[[ TEXT, beginning ]]

A top U.S. general says violence has reached on all-time high in Afghanistan, but Turkey’s foreign minister said Saturday that his troops have suffered only one attack in almost four years.

Turkey, the Muslim nation with the highest number of troops and civilian workers in the NATO-led International Security Assistance Force, has some 800 troops in the country. A separate team of about 140 civilians carries out aid projects in a violent province just west of Kabul, a region where U.S. troops have faced dozens of attacks this year.

But Foreign Minister Ahmet Davutoglu said Turkish troops and civilians face little danger here because of the relations that Turkish citizens have built with Afghans. The fact that the two countries share a common religion plays a part but is not the only reason, he said.

[[ TEXT, end ]]
[[ DATA SHOWN, beginning ]]

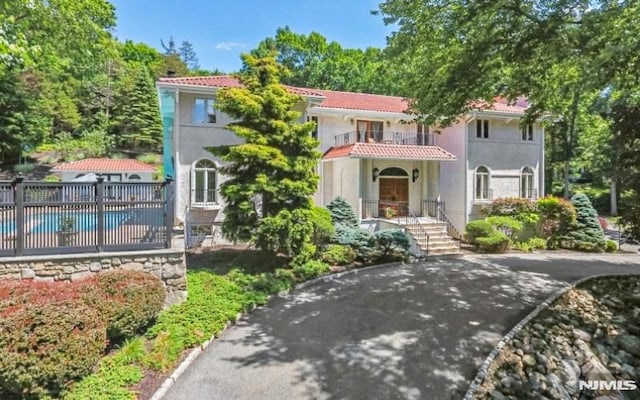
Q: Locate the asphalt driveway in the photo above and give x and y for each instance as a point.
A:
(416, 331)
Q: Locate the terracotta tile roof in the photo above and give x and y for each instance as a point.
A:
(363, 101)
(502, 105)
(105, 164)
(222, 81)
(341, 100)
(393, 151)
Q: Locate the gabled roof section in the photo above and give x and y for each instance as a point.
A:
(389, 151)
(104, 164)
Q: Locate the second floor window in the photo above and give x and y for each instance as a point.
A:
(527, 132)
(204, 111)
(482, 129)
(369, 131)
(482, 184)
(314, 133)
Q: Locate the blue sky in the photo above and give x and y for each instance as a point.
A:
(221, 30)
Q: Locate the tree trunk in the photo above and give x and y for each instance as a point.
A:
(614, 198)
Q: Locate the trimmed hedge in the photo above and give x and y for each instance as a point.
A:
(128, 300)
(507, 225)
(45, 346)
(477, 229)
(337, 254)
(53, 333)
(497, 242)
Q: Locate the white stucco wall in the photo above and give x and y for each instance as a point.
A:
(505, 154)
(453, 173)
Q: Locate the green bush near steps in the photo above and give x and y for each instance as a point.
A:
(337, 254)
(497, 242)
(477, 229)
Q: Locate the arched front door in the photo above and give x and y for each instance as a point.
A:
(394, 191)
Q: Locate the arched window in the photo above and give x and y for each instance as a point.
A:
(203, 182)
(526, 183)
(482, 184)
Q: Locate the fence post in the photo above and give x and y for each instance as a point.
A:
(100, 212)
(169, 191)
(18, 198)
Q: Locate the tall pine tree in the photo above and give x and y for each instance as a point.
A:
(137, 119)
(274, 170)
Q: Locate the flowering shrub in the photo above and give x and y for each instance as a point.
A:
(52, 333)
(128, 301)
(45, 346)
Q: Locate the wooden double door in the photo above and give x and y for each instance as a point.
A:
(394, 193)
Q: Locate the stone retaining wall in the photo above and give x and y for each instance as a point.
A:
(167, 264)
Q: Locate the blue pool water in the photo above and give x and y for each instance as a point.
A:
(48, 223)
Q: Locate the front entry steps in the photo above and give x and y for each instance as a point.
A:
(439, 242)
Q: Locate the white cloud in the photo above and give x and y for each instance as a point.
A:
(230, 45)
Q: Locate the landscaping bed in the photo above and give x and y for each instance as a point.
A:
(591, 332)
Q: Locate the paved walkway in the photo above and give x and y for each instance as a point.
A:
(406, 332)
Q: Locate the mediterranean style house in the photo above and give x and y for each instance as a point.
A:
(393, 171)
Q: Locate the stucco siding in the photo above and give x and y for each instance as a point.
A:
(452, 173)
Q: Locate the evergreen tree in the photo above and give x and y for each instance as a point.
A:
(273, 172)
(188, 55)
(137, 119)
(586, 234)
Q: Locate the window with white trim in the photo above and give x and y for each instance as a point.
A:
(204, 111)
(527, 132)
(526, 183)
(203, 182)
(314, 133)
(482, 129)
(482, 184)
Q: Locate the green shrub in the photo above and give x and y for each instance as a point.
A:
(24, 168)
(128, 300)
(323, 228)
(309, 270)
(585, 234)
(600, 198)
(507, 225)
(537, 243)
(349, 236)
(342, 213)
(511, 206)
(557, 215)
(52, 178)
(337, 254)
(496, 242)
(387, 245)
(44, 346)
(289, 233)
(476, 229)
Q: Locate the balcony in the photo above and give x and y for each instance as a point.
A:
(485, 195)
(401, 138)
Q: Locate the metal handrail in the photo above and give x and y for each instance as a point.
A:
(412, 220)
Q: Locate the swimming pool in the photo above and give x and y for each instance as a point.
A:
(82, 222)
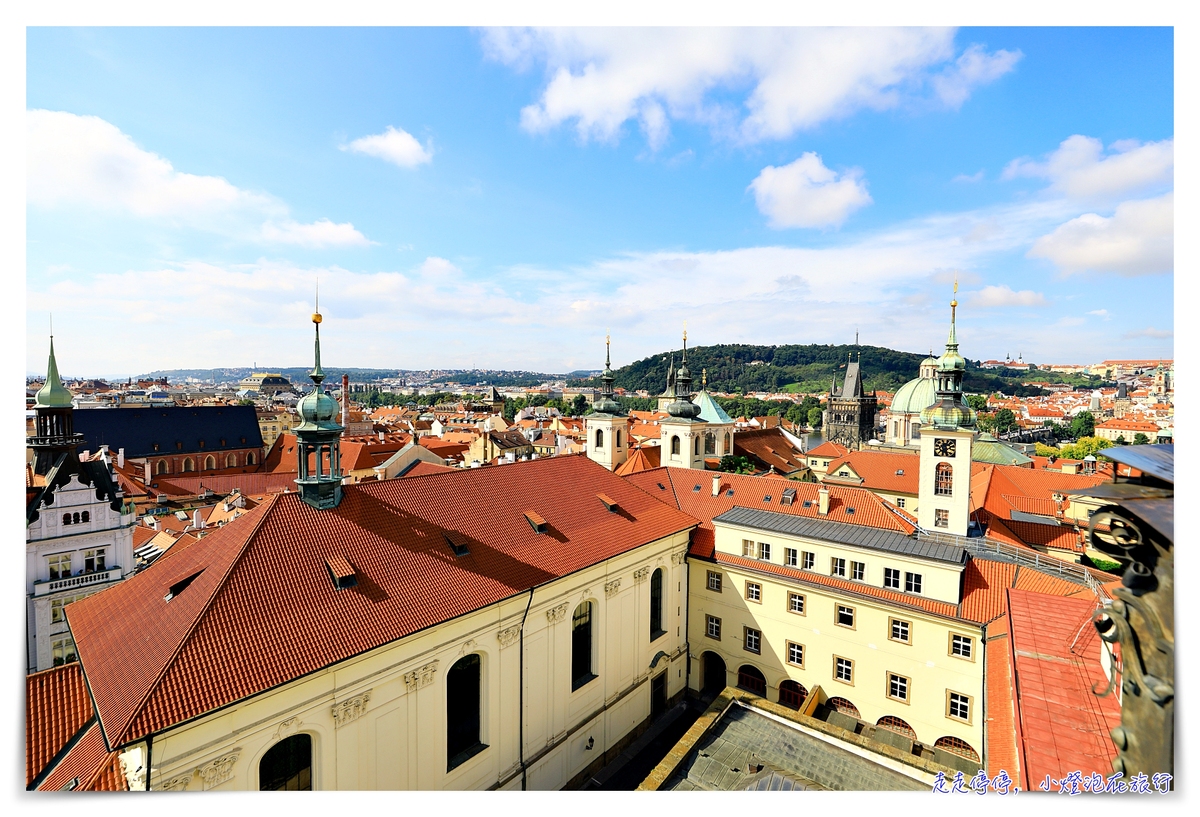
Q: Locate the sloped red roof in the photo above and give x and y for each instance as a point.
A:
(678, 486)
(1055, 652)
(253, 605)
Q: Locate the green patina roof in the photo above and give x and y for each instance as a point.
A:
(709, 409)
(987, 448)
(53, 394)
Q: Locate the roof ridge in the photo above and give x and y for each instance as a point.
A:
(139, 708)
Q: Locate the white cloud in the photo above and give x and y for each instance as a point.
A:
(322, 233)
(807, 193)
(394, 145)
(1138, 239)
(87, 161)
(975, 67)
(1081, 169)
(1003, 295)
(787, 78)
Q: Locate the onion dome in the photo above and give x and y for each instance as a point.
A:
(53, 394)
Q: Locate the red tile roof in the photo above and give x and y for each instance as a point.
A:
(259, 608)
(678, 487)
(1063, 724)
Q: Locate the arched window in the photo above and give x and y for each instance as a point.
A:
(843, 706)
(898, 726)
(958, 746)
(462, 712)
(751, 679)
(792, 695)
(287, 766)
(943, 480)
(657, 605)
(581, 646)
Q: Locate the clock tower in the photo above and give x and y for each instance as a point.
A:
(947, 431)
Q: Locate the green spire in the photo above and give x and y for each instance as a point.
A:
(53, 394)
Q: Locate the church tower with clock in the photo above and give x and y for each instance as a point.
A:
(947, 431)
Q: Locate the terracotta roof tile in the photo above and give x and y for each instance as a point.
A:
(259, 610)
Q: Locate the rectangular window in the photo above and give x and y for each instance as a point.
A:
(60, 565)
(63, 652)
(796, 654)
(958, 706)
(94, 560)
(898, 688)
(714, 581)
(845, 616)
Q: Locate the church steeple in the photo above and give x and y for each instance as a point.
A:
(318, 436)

[[ DATA SHOWN, end ]]
[[ DATA SHOWN, beginning ]]

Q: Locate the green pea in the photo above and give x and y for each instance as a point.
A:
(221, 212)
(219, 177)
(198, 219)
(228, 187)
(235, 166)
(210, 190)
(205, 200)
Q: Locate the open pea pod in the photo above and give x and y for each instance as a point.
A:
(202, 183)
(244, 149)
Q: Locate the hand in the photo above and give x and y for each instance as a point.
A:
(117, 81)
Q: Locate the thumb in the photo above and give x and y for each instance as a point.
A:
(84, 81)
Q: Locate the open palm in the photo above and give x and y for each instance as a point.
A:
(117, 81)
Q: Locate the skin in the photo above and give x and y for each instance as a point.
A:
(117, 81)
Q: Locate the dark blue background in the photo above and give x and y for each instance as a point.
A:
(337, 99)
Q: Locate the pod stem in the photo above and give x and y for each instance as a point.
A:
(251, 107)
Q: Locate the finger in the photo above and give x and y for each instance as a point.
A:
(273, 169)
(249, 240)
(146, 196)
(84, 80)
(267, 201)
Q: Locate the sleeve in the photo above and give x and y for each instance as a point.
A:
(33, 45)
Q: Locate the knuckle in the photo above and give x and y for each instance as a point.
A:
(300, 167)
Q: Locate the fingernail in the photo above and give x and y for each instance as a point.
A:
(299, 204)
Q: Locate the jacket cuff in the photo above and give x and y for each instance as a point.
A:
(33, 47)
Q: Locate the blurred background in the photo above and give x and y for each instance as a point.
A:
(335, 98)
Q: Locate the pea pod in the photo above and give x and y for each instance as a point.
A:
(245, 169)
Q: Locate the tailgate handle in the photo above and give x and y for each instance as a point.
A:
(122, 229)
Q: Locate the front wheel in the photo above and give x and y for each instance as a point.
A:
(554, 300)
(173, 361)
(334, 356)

[[ DATA SHOWN, end ]]

→ TASK REQUIREMENTS
• a. In the Afghanistan news excerpt, roughly how many Turkish civilians carry out aid projects in the province west of Kabul?
• b. Extend the Afghanistan news excerpt by a few paragraphs, starting after its last sentence.
The listing comes from a different source than the Afghanistan news excerpt.

→ ANSWERS PROVIDED
• a. About 140.

• b.
“If you give confidence to the people that you are here for civilian purposes, not just for security and you are not … seeing them as a threat, this physical relationship is very important,” he told The Associated Press in an interview. “We shouldn’t give the impression to the people of Afghanistan that we see (them) as a possible threat.”

The Turkish provincial reconstruction team based in the capital of Wardak province conducts reading, writing and computer courses for women. Turkey has also built 42 schools and about 25 hospitals in Afghanistan, Davutoglu said.

Davutoglu’s advice to U.S. and other NATO nations seeking to tamp down rising violence in their regions of Afghanistan: ramp up nonmilitary projects.

“We see nonmilitary measures as important, even more important than the military and security issues,” he said. “Sustainability of security could be achieved only through economic development, political stability and cultural coexistence.”

The NATO-led force has a network of provincial reconstruction teams around the country manned by various countries. The teams concentrate on aid and construction projects.

Militant attacks have risen steadily in the last three years and have reached a new high. U.S. Gen. David Petraeus said Afghanistan saw 400 insurgent attacks during the first week of June. In comparison, there were less than 50 attacks per week in January 2004.